- Work to complete: Present the lines of the excerpt below as a Markdown table with columns "No." and "Line", numbering each row and leaving out blank lines. Begin at the line that has "Trace the outline of every instance of the pink" and stop after the one that has "M 217 408 L".

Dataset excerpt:

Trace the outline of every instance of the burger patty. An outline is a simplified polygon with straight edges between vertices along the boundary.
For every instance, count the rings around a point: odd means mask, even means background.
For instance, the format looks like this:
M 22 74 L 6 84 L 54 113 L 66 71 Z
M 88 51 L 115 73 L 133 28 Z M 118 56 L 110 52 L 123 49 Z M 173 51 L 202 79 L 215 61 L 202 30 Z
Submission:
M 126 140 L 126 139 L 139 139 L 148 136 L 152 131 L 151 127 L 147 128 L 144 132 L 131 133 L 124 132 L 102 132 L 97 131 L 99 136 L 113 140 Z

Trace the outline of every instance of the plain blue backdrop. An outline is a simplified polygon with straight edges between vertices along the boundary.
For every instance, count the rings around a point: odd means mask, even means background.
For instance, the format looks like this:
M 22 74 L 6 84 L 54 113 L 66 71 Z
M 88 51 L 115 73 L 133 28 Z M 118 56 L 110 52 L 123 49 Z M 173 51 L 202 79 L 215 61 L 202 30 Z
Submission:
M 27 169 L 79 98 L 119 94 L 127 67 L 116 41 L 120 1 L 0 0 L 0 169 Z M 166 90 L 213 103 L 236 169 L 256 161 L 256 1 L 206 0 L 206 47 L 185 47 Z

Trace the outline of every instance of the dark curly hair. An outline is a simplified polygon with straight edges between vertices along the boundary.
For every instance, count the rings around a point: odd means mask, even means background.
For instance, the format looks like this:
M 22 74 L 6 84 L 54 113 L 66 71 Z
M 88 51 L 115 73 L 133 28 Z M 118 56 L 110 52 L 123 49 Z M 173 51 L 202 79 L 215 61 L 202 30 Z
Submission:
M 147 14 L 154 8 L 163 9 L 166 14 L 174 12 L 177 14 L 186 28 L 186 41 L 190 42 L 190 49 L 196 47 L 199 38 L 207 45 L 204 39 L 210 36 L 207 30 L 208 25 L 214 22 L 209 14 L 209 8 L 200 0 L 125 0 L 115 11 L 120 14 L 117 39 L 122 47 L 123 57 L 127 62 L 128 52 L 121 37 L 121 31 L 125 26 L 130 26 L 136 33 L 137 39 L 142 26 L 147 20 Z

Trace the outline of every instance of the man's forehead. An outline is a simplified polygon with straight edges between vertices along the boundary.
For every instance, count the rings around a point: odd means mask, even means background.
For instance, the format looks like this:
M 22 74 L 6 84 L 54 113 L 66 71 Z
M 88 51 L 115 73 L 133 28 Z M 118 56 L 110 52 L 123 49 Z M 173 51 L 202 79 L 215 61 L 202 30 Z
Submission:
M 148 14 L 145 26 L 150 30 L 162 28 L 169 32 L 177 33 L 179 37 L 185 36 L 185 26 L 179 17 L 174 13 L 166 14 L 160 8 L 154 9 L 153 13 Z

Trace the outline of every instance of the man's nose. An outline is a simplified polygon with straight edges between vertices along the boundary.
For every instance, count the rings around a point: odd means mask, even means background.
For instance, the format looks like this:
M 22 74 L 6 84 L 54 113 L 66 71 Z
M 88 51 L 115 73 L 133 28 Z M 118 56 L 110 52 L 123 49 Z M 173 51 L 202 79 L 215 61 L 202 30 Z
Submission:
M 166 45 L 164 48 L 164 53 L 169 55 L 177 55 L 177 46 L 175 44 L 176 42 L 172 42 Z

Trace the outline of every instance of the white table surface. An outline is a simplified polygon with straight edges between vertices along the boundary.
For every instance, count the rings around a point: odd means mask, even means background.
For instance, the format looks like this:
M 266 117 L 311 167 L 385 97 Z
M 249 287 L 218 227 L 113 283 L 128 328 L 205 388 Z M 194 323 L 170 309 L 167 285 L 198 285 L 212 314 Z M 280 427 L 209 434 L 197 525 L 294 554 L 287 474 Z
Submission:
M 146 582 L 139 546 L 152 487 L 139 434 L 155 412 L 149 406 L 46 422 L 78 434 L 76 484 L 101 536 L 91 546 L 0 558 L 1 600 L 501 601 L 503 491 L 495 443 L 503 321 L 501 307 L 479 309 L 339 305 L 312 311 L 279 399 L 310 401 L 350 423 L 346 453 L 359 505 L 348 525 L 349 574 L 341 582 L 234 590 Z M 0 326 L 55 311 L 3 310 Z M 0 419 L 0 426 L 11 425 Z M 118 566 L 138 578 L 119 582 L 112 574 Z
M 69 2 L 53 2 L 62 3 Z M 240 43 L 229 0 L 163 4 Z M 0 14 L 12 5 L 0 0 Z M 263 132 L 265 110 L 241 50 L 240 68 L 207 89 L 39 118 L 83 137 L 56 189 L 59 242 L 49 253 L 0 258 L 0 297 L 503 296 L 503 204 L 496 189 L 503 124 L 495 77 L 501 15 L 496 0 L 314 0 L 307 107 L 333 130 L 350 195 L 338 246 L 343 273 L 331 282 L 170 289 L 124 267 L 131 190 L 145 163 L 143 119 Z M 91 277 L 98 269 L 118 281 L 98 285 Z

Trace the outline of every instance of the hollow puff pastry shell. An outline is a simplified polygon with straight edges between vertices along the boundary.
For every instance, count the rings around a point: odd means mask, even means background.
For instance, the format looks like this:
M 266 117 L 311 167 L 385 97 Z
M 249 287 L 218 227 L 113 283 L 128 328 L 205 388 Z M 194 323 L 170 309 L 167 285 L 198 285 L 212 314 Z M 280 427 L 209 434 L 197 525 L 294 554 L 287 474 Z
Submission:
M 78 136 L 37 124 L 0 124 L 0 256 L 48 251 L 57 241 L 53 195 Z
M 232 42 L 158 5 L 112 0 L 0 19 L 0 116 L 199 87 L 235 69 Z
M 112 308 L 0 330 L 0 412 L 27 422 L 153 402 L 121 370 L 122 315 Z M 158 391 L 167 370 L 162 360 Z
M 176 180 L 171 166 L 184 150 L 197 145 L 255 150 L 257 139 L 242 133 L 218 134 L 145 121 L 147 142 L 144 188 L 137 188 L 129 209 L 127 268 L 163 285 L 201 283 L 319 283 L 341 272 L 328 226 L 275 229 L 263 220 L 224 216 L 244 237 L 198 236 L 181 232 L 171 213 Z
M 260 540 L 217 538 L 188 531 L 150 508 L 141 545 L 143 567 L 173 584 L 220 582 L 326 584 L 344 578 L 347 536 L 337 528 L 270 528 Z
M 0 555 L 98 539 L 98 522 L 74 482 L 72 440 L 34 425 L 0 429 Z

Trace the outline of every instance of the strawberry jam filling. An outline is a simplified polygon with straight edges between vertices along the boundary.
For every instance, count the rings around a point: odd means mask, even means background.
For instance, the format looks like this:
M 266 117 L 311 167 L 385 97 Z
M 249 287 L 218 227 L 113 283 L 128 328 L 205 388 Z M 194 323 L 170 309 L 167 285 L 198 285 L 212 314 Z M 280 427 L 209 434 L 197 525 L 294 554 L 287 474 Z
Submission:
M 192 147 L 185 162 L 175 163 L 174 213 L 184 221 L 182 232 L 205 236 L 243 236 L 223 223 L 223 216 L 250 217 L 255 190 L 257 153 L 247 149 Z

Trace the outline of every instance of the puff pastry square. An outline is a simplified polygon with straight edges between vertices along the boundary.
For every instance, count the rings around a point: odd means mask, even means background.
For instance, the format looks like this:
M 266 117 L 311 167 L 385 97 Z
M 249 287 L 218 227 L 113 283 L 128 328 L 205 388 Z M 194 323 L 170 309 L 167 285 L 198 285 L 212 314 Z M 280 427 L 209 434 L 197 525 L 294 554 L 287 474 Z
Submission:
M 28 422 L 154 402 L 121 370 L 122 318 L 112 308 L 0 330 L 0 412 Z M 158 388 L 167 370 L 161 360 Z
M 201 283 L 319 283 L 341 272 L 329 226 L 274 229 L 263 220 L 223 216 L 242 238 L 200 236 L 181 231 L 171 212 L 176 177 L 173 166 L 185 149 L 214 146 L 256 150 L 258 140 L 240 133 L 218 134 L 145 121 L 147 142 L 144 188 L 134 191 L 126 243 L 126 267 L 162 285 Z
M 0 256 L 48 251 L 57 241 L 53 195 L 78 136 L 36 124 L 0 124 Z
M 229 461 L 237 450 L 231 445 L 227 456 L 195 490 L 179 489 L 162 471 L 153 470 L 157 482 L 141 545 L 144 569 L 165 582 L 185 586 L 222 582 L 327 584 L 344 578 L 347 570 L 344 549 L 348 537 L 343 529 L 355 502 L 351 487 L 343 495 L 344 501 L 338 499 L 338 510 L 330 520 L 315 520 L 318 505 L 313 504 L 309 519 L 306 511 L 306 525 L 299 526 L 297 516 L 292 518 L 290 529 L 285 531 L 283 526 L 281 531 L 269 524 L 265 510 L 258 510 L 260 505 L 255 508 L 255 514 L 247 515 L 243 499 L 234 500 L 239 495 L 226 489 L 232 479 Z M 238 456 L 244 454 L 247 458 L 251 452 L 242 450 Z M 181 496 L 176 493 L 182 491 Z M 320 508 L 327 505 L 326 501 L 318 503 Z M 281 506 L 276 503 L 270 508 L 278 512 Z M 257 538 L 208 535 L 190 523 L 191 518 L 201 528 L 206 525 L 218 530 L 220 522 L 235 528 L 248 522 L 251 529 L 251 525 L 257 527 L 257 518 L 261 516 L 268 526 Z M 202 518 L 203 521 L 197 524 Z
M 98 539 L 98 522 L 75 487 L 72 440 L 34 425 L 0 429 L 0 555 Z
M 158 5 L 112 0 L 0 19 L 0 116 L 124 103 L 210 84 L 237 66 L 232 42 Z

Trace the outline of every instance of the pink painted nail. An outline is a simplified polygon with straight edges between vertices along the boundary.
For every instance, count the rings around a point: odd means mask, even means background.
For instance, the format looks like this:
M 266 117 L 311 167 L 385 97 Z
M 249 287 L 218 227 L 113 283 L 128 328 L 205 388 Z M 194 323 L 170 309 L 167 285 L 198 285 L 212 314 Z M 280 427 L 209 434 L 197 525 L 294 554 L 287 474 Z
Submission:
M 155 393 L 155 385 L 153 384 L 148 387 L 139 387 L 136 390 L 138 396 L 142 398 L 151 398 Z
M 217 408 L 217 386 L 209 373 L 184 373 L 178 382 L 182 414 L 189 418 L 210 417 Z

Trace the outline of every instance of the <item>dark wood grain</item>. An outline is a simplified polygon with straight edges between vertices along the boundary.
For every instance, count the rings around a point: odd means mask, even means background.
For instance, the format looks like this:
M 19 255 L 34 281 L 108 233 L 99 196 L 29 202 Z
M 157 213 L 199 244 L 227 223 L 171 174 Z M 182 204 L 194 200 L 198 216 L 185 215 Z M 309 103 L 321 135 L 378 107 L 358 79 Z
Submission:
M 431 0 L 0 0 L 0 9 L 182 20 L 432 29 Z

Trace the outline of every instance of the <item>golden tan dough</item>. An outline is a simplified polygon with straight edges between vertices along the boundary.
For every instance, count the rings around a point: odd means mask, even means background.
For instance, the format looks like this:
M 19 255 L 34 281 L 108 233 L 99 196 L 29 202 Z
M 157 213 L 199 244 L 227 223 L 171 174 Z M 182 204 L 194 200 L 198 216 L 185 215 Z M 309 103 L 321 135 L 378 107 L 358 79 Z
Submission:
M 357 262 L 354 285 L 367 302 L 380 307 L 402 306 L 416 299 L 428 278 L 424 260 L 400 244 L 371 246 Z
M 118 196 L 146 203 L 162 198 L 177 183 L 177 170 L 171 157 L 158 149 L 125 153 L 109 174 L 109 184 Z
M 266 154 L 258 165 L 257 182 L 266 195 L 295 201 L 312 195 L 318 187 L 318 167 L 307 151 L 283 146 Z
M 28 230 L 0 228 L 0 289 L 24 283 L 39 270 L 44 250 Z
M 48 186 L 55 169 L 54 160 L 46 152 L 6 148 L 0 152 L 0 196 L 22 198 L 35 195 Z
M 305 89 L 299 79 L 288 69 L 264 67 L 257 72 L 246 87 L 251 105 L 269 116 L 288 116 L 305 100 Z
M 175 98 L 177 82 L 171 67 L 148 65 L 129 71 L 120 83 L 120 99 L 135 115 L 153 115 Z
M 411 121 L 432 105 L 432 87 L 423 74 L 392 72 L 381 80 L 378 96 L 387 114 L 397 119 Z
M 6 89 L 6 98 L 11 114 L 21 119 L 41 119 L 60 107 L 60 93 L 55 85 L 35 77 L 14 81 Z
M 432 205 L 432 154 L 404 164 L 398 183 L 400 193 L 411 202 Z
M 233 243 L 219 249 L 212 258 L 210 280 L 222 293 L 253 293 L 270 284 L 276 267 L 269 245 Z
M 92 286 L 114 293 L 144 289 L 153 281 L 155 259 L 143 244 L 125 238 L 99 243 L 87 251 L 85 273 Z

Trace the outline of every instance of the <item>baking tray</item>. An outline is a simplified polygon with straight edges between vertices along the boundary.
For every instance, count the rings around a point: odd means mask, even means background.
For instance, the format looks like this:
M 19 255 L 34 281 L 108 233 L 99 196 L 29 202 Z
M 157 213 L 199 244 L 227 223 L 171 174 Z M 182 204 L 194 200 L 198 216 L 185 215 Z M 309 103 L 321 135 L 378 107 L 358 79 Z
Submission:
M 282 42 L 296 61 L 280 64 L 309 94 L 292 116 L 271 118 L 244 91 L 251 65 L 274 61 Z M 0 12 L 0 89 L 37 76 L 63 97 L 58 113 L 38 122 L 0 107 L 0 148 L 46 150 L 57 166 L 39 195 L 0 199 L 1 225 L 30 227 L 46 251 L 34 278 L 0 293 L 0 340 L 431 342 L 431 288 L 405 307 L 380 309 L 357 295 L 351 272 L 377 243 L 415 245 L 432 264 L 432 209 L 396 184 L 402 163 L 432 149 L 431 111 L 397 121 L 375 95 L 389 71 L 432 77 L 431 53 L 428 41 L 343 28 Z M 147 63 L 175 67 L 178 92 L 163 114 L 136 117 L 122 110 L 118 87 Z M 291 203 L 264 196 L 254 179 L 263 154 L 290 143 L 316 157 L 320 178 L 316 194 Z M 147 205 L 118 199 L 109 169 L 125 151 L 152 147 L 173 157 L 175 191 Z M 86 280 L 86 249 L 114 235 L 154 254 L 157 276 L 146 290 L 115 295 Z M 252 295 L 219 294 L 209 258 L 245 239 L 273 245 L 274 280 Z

- Exercise response:
| No. | Line |
|---|---|
| 1 | Trace the outline of every instance of the pink painted nail. An outline is a simplified polygon with straight edges between vertices along the boundary. |
| 2 | For every instance, count the rings around a point: odd means mask, even means background. |
| 3 | For instance, the format looks like this: |
| 4 | M 266 117 L 311 167 L 385 97 Z |
| 5 | M 249 287 L 218 227 L 113 283 L 128 328 L 205 388 Z M 194 323 L 170 309 L 167 285 L 198 285 L 212 314 Z M 280 427 L 209 434 L 197 525 L 294 554 L 287 474 Z |
| 6 | Submission: |
| 7 | M 155 393 L 155 385 L 153 384 L 148 387 L 139 387 L 136 390 L 138 396 L 142 398 L 151 398 Z |
| 8 | M 217 408 L 217 386 L 209 373 L 184 373 L 178 382 L 182 414 L 189 418 L 210 417 Z |